= Assigned task =
Within the records, say how many lines include the word "white"; the answer should be the number and no more.

Collected data
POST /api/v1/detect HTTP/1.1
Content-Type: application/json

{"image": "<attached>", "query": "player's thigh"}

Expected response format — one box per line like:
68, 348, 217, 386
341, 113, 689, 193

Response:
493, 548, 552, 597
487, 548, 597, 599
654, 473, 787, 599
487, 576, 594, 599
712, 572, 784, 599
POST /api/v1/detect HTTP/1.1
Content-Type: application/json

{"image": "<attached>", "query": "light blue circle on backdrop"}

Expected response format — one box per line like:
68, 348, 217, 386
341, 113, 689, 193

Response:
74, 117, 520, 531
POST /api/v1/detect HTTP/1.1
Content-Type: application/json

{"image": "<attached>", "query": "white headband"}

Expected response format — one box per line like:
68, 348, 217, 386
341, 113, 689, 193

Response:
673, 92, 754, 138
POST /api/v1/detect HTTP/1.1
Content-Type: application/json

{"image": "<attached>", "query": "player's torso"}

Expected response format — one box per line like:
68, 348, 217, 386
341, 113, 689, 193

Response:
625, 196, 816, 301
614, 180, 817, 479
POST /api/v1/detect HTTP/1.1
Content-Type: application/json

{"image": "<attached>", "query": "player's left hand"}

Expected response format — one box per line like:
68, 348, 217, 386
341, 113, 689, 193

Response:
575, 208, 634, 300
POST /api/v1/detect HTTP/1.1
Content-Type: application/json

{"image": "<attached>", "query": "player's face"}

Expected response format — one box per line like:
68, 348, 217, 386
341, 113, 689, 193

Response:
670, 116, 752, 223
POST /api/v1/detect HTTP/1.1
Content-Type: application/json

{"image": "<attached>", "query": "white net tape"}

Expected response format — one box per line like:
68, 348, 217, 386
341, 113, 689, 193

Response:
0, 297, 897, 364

= Answer for the task =
2